***** STORED ROWS *****

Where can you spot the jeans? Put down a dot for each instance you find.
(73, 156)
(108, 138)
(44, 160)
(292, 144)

*****

- [TASK DIRECTIONS]:
Repeat each of these rows verbatim.

- [REPLY TO THE EXERCISE]:
Where can you spot the jeans? Put down a dot for each instance you find.
(73, 156)
(108, 138)
(44, 160)
(292, 144)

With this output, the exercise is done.